WHAT TO WORK ON
Word for word, transcribe the lines from the one containing "Thanks for the photo. Could you please mark the wooden plank" through the end of the entries, both included, and nothing else.

Saved entries:

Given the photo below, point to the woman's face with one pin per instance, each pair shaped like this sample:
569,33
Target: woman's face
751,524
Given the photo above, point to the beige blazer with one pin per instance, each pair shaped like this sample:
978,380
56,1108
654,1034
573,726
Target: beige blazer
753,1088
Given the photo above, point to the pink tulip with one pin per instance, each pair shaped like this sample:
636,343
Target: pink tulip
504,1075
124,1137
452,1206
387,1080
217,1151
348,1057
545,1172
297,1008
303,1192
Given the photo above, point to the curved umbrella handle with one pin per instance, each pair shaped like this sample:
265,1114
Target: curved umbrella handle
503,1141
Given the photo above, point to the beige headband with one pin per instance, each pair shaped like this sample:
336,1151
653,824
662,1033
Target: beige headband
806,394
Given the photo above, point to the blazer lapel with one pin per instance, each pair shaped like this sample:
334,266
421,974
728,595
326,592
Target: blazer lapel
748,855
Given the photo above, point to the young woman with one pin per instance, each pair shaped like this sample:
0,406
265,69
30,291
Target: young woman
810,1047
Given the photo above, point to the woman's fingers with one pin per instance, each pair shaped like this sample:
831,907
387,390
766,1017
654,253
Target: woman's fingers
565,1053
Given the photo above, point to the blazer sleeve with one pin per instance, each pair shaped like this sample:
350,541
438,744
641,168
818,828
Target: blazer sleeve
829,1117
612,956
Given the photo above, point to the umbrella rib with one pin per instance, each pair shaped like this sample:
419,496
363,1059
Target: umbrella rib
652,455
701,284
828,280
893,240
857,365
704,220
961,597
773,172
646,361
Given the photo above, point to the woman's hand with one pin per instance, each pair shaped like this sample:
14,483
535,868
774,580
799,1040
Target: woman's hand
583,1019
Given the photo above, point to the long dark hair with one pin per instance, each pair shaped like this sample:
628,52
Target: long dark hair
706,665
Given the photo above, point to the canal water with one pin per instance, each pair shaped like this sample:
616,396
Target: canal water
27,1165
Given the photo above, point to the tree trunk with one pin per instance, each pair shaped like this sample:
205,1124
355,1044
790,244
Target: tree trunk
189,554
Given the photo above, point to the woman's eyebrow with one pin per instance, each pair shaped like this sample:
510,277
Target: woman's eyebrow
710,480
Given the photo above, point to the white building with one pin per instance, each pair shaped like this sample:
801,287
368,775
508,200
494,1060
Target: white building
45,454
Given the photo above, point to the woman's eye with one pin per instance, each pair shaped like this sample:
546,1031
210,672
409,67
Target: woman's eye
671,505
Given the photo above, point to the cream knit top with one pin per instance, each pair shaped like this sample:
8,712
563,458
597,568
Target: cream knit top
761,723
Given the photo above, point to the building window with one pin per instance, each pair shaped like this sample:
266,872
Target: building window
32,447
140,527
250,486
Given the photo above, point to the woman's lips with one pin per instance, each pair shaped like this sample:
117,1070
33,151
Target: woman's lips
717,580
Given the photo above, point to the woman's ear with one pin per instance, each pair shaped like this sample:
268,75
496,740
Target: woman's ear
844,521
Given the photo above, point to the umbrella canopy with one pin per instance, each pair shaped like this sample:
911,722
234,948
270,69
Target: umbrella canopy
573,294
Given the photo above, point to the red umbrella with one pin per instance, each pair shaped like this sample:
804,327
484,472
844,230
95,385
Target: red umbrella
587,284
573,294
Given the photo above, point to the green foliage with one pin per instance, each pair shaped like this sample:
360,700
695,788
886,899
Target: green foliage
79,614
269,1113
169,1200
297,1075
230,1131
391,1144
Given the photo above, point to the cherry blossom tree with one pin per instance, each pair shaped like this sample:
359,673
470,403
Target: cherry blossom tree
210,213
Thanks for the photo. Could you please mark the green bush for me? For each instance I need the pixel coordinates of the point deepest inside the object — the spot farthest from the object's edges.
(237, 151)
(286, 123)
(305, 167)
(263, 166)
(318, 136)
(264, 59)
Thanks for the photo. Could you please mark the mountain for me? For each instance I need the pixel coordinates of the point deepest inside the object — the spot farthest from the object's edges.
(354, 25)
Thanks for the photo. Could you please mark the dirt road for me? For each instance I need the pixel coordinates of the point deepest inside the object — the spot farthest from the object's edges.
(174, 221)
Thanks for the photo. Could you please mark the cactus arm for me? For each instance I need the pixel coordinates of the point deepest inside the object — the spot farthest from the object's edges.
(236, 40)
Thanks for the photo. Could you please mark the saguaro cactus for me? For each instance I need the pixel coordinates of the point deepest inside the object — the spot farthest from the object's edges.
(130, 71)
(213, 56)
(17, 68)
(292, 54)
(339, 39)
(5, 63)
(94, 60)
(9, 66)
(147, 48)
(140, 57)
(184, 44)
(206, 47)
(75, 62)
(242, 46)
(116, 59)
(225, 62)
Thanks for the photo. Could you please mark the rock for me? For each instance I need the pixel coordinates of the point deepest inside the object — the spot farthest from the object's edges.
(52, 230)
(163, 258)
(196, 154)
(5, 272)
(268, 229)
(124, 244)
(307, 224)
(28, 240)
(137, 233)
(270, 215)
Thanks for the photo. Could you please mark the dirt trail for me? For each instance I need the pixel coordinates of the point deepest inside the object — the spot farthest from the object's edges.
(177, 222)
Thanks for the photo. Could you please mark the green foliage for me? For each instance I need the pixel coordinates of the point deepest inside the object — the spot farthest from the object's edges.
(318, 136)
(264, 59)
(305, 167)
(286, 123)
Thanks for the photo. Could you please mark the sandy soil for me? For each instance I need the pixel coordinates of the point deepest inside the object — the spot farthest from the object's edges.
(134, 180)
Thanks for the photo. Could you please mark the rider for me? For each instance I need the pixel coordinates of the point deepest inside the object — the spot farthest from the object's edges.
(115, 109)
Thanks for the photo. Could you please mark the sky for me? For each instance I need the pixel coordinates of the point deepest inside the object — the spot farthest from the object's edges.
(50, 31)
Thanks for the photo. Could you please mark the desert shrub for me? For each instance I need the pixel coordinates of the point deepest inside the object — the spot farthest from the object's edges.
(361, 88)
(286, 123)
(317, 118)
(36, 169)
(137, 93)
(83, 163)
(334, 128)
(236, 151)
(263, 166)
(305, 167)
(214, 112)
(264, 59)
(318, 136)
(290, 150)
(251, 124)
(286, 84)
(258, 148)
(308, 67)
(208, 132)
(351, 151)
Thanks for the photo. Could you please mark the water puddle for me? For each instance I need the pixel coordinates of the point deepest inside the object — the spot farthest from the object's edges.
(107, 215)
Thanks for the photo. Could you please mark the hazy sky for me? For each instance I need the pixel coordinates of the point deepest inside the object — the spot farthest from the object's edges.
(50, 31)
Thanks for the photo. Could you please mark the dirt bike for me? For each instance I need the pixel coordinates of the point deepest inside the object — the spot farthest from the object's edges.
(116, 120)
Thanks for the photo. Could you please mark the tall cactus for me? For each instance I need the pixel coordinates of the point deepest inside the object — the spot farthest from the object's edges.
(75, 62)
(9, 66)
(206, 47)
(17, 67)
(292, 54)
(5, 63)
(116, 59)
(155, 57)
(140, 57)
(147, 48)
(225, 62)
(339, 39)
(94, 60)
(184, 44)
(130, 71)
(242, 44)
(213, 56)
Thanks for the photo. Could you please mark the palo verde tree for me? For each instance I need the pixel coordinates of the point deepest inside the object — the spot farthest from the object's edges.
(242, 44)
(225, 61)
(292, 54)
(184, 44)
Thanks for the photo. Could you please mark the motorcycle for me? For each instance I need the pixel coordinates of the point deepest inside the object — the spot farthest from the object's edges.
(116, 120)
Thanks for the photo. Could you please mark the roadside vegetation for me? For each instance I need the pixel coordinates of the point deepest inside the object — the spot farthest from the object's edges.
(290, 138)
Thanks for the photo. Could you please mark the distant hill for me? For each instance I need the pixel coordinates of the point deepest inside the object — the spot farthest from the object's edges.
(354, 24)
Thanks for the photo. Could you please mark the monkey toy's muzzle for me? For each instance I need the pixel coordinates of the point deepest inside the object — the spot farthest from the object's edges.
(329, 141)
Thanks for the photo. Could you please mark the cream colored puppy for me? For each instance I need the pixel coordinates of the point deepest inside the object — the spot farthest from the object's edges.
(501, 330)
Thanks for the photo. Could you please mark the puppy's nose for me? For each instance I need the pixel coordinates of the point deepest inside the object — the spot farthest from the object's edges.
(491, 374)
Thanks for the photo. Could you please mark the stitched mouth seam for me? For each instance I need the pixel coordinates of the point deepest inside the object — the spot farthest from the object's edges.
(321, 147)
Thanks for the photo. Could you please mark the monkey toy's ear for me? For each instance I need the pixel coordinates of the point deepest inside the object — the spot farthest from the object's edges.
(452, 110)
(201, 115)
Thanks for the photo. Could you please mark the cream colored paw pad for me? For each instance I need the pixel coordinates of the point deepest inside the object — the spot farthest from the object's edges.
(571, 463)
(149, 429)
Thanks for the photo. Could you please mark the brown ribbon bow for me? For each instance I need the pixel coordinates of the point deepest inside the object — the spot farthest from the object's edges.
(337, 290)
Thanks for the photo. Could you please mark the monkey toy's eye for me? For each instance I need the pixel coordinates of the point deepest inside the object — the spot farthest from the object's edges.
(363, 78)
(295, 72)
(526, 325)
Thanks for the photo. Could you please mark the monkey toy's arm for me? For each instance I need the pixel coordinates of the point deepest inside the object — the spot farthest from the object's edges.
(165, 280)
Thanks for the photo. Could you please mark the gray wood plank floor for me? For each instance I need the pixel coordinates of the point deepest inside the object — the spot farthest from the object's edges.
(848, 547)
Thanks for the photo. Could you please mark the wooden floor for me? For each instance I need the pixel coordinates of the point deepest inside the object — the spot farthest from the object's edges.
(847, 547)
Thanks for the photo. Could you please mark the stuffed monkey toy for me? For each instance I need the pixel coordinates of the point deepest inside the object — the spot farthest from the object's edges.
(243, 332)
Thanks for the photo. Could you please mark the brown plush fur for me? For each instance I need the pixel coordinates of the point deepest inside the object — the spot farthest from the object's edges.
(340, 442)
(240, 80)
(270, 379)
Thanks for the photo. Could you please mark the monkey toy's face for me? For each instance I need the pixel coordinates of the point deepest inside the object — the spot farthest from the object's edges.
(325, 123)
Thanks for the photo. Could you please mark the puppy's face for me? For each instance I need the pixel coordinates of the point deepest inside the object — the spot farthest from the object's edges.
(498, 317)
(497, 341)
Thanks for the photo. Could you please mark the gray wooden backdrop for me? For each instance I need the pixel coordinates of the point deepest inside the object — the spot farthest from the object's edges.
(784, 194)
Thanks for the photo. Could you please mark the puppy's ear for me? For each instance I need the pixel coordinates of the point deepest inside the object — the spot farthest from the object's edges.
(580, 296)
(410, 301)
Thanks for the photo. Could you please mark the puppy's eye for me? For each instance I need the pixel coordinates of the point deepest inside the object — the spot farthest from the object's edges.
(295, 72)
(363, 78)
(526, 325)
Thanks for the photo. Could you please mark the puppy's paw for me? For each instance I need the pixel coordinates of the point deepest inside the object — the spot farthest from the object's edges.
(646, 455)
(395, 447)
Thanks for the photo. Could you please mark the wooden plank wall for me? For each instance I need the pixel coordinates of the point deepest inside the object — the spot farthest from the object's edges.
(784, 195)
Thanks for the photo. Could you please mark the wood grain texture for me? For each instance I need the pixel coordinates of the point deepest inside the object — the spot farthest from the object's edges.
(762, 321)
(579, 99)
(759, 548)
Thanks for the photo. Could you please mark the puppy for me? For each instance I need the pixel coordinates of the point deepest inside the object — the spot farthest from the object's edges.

REPLY TO THE TASK
Thanks for the photo. Could you please mark the wooden plank wall for me? For each instance I need the pixel coordinates of the point deepest inside the object — the spot farthest from the object's edges.
(784, 195)
Thanks for the photo. Could you please mark the wood grain texture for me? For each instance I need the pixel coordinates of the point deepest inside the object — the spot farthest from the object's edges.
(762, 321)
(579, 99)
(759, 548)
Thanks for the photo. Could you please mark the puppy for me? For each instance I need the pixel coordinates of the point deepest inside the object — the spot farthest from the object's edges.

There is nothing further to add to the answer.